Work instructions
Whenever a line below mentions the word "light", that line should be copied.

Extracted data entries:
↓↓↓

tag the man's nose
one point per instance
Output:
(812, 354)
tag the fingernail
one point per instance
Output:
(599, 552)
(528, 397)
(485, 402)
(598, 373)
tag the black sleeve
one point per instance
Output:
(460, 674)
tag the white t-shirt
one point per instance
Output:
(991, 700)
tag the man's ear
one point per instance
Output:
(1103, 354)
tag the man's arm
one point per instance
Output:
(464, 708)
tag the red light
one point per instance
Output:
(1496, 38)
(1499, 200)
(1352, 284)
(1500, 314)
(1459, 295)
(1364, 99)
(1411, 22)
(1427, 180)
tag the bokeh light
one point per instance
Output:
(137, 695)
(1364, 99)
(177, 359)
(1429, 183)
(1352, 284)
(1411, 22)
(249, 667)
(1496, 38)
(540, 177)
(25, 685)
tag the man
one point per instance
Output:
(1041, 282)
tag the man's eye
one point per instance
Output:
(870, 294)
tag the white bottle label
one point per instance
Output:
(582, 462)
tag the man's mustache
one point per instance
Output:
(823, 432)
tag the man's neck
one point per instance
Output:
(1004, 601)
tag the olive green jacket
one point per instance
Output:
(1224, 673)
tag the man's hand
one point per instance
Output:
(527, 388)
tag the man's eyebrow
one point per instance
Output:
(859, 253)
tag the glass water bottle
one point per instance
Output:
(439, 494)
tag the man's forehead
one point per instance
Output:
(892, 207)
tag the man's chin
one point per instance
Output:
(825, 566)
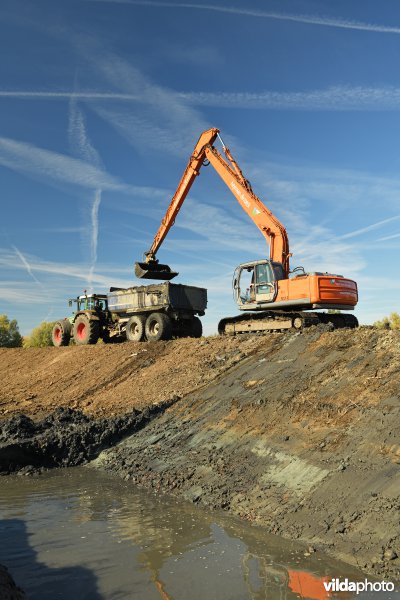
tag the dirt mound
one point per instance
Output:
(298, 432)
(104, 380)
(64, 438)
(8, 589)
(301, 437)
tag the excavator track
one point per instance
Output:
(278, 321)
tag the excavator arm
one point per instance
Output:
(229, 171)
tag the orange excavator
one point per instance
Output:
(270, 295)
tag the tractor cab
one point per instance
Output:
(255, 282)
(91, 302)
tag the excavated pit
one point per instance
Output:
(299, 433)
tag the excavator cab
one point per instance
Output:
(255, 282)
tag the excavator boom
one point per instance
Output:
(270, 294)
(229, 171)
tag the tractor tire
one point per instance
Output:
(86, 331)
(158, 327)
(135, 328)
(61, 333)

↑↑↑

Final answer
tag the red light
tag the bokeh light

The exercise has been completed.